▶ **GOAL OF THE EXERCISE**: The reply must consist of the lines from the first line of the records through the line containing "Give them as", copied exactly, with every picture omitted.
··· DATA FOR THE TASK
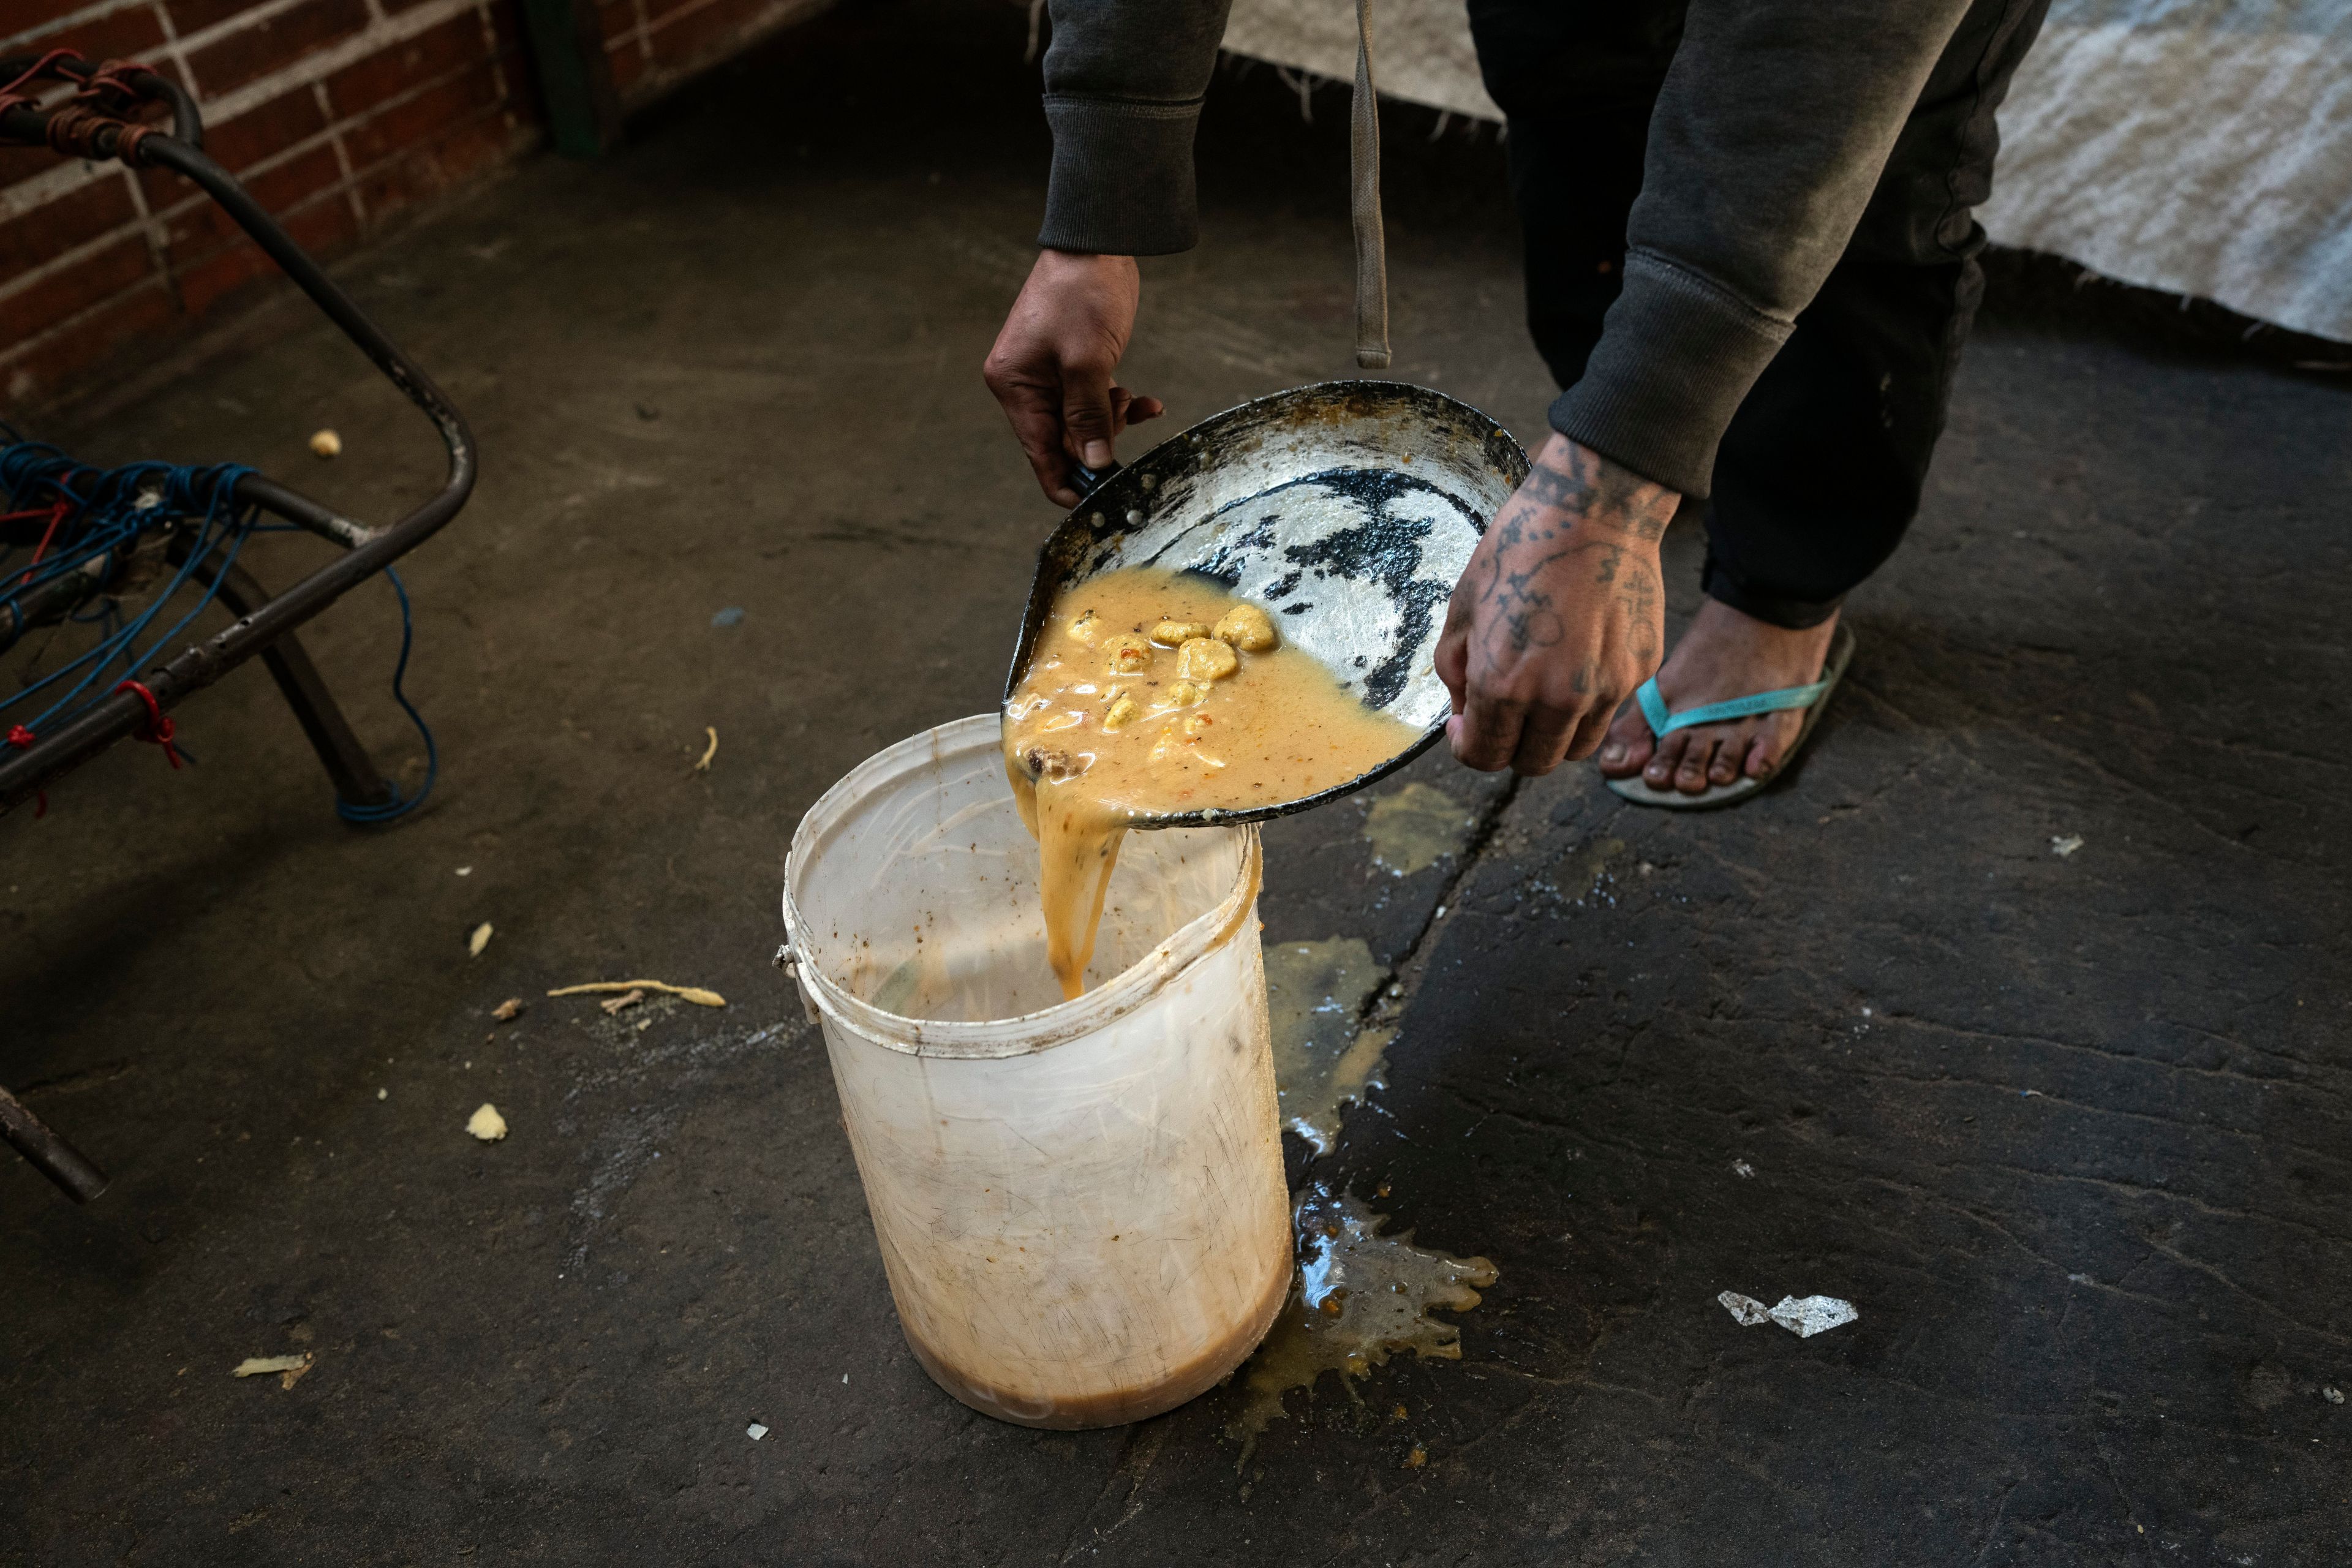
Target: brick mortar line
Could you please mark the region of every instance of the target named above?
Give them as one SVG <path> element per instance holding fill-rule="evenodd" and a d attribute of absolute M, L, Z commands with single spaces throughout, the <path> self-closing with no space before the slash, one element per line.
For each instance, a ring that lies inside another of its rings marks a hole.
<path fill-rule="evenodd" d="M 472 0 L 467 0 L 467 3 L 472 4 Z M 352 164 L 350 156 L 339 144 L 338 139 L 341 135 L 347 132 L 361 129 L 378 115 L 389 113 L 393 110 L 400 108 L 403 104 L 432 91 L 436 87 L 440 87 L 445 83 L 456 80 L 457 78 L 464 76 L 468 71 L 479 69 L 480 66 L 481 62 L 477 60 L 459 66 L 454 70 L 444 71 L 441 75 L 431 78 L 425 81 L 418 82 L 408 88 L 405 91 L 396 93 L 394 96 L 385 99 L 381 103 L 372 105 L 362 113 L 349 116 L 343 120 L 331 121 L 327 124 L 325 129 L 310 136 L 306 136 L 299 142 L 290 142 L 288 145 L 279 148 L 276 153 L 273 153 L 268 157 L 262 159 L 258 163 L 247 165 L 237 175 L 238 183 L 245 184 L 255 175 L 267 174 L 272 170 L 281 168 L 284 165 L 292 163 L 295 159 L 303 156 L 305 153 L 314 152 L 320 147 L 333 146 L 339 166 L 346 170 L 348 173 L 345 179 L 338 181 L 334 185 L 326 187 L 326 189 L 329 191 L 342 191 L 355 186 L 358 182 L 364 180 L 375 170 L 381 169 L 399 158 L 401 156 L 401 153 L 391 153 L 386 157 L 377 159 L 374 163 L 367 165 L 363 169 L 357 169 Z M 479 119 L 482 113 L 500 111 L 509 107 L 509 105 L 501 101 L 491 105 L 489 109 L 481 110 L 466 120 L 454 121 L 453 124 L 470 124 L 473 120 Z M 415 145 L 419 145 L 419 143 L 411 143 L 410 147 L 413 148 Z M 409 149 L 404 148 L 403 152 Z M 89 177 L 85 180 L 77 181 L 71 189 L 60 192 L 59 195 L 70 195 L 71 190 L 78 190 L 84 184 L 95 184 L 97 181 L 107 177 L 107 171 L 109 169 L 120 169 L 121 167 L 121 164 L 112 163 L 102 164 L 84 164 L 81 168 L 88 172 Z M 14 188 L 15 187 L 12 187 L 12 189 Z M 290 216 L 291 214 L 302 211 L 305 207 L 310 205 L 312 198 L 319 194 L 319 192 L 312 192 L 310 195 L 303 196 L 292 206 L 288 207 L 286 209 L 286 214 Z M 75 246 L 72 249 L 51 257 L 48 260 L 43 262 L 40 266 L 34 268 L 31 271 L 18 273 L 16 277 L 8 279 L 5 282 L 0 282 L 0 301 L 5 301 L 12 295 L 23 292 L 25 289 L 40 282 L 42 279 L 53 277 L 57 273 L 64 271 L 67 268 L 72 266 L 76 262 L 97 254 L 106 246 L 118 243 L 124 237 L 136 234 L 142 229 L 157 228 L 168 230 L 173 220 L 186 213 L 192 212 L 196 208 L 209 205 L 211 204 L 211 197 L 204 195 L 202 192 L 195 192 L 172 203 L 161 211 L 153 213 L 142 212 L 142 216 L 134 217 L 128 222 L 117 224 L 114 227 L 108 229 L 103 234 L 94 235 L 90 238 L 84 240 L 81 244 Z M 144 205 L 143 201 L 136 201 L 134 199 L 134 203 L 142 207 Z M 23 210 L 29 212 L 37 209 L 26 207 Z M 13 216 L 16 215 L 7 212 L 5 210 L 5 207 L 0 207 L 0 218 L 6 218 Z M 242 233 L 243 231 L 240 230 L 239 232 Z M 212 252 L 208 251 L 205 254 L 209 256 Z M 176 270 L 176 268 L 172 270 Z M 123 290 L 123 292 L 128 292 L 128 290 Z M 116 296 L 110 296 L 110 298 L 114 297 Z M 41 336 L 44 337 L 47 335 L 47 334 L 46 332 L 41 334 Z M 20 340 L 22 342 L 32 342 L 36 341 L 37 341 L 37 339 L 35 338 Z M 11 352 L 13 352 L 13 350 Z M 0 363 L 5 363 L 5 356 L 0 356 Z"/>
<path fill-rule="evenodd" d="M 62 33 L 68 27 L 79 27 L 85 22 L 103 22 L 109 16 L 118 16 L 125 11 L 136 11 L 152 3 L 153 0 L 99 0 L 95 5 L 85 5 L 79 11 L 44 22 L 37 27 L 28 27 L 24 32 L 11 33 L 5 37 L 0 37 L 0 52 L 14 49 L 19 44 L 29 44 L 35 38 L 46 37 L 51 33 Z"/>
<path fill-rule="evenodd" d="M 143 4 L 144 0 L 141 0 Z M 481 7 L 483 0 L 432 0 L 431 4 L 404 12 L 399 19 L 365 32 L 354 33 L 331 49 L 304 57 L 275 76 L 247 82 L 235 92 L 204 103 L 205 130 L 217 131 L 238 117 L 251 113 L 275 99 L 299 92 L 313 82 L 322 81 L 347 65 L 358 63 L 371 54 L 396 47 L 420 33 L 430 31 L 443 22 L 462 16 Z M 352 49 L 349 46 L 367 47 Z M 336 57 L 331 61 L 328 55 Z M 348 57 L 348 58 L 346 58 Z M 436 78 L 436 80 L 446 79 Z M 373 110 L 371 111 L 373 112 Z M 256 168 L 260 165 L 255 165 Z M 0 188 L 0 222 L 18 217 L 53 201 L 69 196 L 84 185 L 104 179 L 103 166 L 91 163 L 63 163 L 57 168 L 35 174 L 28 180 Z"/>
<path fill-rule="evenodd" d="M 180 47 L 194 54 L 198 49 L 219 43 L 223 38 L 233 38 L 248 28 L 274 22 L 287 12 L 310 3 L 310 0 L 257 0 L 257 4 L 247 6 L 234 16 L 223 17 L 209 27 L 199 27 L 186 35 L 181 38 Z"/>
<path fill-rule="evenodd" d="M 131 284 L 129 288 L 119 289 L 115 290 L 115 292 L 109 294 L 103 300 L 93 300 L 91 303 L 84 305 L 80 310 L 76 310 L 72 315 L 68 316 L 64 321 L 58 322 L 54 326 L 45 328 L 38 335 L 23 339 L 22 341 L 11 345 L 5 353 L 0 353 L 0 369 L 5 369 L 9 365 L 16 363 L 16 361 L 23 358 L 25 354 L 31 352 L 33 349 L 37 348 L 39 345 L 47 342 L 50 339 L 74 331 L 83 322 L 97 315 L 100 310 L 105 310 L 108 306 L 120 304 L 125 300 L 137 299 L 142 293 L 144 293 L 150 289 L 155 289 L 157 292 L 163 294 L 167 298 L 172 294 L 170 279 L 163 277 L 161 273 L 150 272 L 146 277 L 142 278 L 138 282 Z"/>
<path fill-rule="evenodd" d="M 608 55 L 618 54 L 621 50 L 628 47 L 628 46 L 633 43 L 639 44 L 642 46 L 639 53 L 646 61 L 651 63 L 653 62 L 653 37 L 656 33 L 660 32 L 672 22 L 683 21 L 687 17 L 694 16 L 698 12 L 707 11 L 711 6 L 718 4 L 719 0 L 688 0 L 688 4 L 677 6 L 674 10 L 665 11 L 659 16 L 655 17 L 651 21 L 647 21 L 644 19 L 644 0 L 638 0 L 637 15 L 639 20 L 637 25 L 628 32 L 623 34 L 620 37 L 608 40 L 604 45 L 604 52 Z M 750 21 L 744 23 L 743 28 L 746 32 L 749 32 L 753 28 L 765 26 L 771 22 L 783 20 L 794 16 L 803 14 L 814 15 L 818 11 L 824 10 L 830 4 L 832 4 L 832 0 L 772 0 L 772 3 L 765 10 L 752 17 Z M 681 65 L 675 61 L 670 62 L 666 66 L 655 63 L 653 72 L 648 76 L 640 77 L 638 79 L 640 81 L 658 80 L 661 79 L 661 78 L 667 72 L 692 70 L 695 68 L 697 68 L 694 66 Z"/>
<path fill-rule="evenodd" d="M 450 121 L 448 129 L 451 131 L 462 130 L 468 125 L 487 120 L 491 115 L 499 112 L 500 112 L 499 106 L 493 104 L 487 109 L 478 110 L 476 113 L 464 120 Z M 313 140 L 315 141 L 317 138 L 313 138 Z M 389 157 L 379 158 L 374 163 L 362 167 L 359 173 L 353 176 L 353 179 L 354 181 L 365 180 L 370 174 L 374 174 L 377 170 L 389 168 L 392 164 L 399 162 L 401 158 L 417 151 L 424 145 L 426 144 L 413 143 L 410 146 L 403 148 L 400 152 L 393 153 Z M 310 195 L 304 196 L 300 201 L 296 202 L 292 206 L 288 207 L 281 216 L 285 217 L 298 216 L 302 213 L 308 212 L 312 207 L 321 205 L 322 203 L 332 201 L 335 197 L 342 194 L 343 186 L 341 184 L 315 191 Z M 204 198 L 202 197 L 194 198 L 192 202 L 182 204 L 182 207 L 193 205 L 195 202 L 200 202 Z M 182 210 L 182 207 L 168 208 L 164 214 L 160 214 L 158 216 L 162 217 L 168 216 L 170 213 L 178 212 Z M 126 225 L 125 228 L 127 229 L 128 227 L 129 226 Z M 117 232 L 119 234 L 122 231 Z M 174 285 L 176 284 L 177 279 L 190 268 L 210 261 L 213 258 L 234 249 L 236 245 L 245 238 L 246 236 L 244 232 L 240 230 L 238 231 L 236 237 L 228 240 L 226 243 L 212 250 L 205 251 L 201 256 L 192 257 L 186 261 L 177 263 L 167 272 L 150 273 L 146 277 L 142 278 L 138 282 L 131 284 L 126 288 L 119 289 L 113 293 L 107 295 L 102 300 L 93 300 L 89 304 L 85 305 L 80 310 L 75 311 L 72 315 L 67 317 L 64 321 L 44 328 L 36 335 L 29 338 L 19 339 L 17 342 L 8 345 L 5 349 L 0 349 L 0 370 L 5 370 L 9 365 L 23 359 L 33 350 L 38 348 L 43 343 L 49 342 L 51 339 L 56 338 L 62 333 L 71 331 L 76 327 L 81 325 L 84 321 L 89 321 L 91 317 L 105 310 L 108 306 L 116 304 L 124 300 L 135 298 L 144 289 L 160 288 L 168 294 L 176 295 L 177 289 Z M 281 274 L 280 277 L 282 280 L 283 275 Z"/>
<path fill-rule="evenodd" d="M 356 65 L 370 55 L 380 54 L 408 42 L 419 34 L 430 32 L 453 17 L 464 16 L 479 4 L 480 0 L 426 0 L 425 5 L 414 10 L 403 11 L 389 21 L 362 27 L 323 49 L 304 55 L 274 76 L 247 82 L 218 98 L 204 100 L 205 110 L 207 115 L 218 113 L 224 121 L 234 120 L 273 98 L 306 88 L 314 81 L 334 75 L 345 66 Z"/>
<path fill-rule="evenodd" d="M 180 29 L 172 20 L 171 7 L 163 0 L 148 0 L 155 13 L 155 30 L 163 35 L 163 54 L 180 73 L 180 85 L 194 92 L 196 73 L 188 68 L 188 51 L 180 47 Z"/>
<path fill-rule="evenodd" d="M 704 57 L 692 60 L 656 60 L 653 52 L 654 34 L 673 22 L 683 21 L 718 4 L 719 0 L 692 0 L 691 4 L 680 5 L 677 9 L 644 25 L 638 34 L 638 40 L 642 44 L 639 52 L 647 62 L 647 66 L 645 73 L 629 84 L 629 92 L 633 98 L 642 100 L 650 91 L 658 91 L 683 78 L 694 76 L 719 63 L 718 57 Z M 766 8 L 736 29 L 735 40 L 740 43 L 769 28 L 780 27 L 796 18 L 814 16 L 828 9 L 832 4 L 833 0 L 772 0 Z M 625 47 L 628 41 L 624 38 L 620 40 L 620 45 Z M 604 46 L 604 51 L 611 54 L 615 52 L 615 45 L 608 43 Z"/>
······
▶ **SOLUTION TO THE PROBLEM**:
Target: brick mortar line
Could you please mark the region of every instance of the target named above?
Give them as one SVG <path> element per instance holding fill-rule="evenodd" and a d attribute of absolute M, L, Z commands with single spaces throughout, the <path> self-closing with no space before the slash, one element per line.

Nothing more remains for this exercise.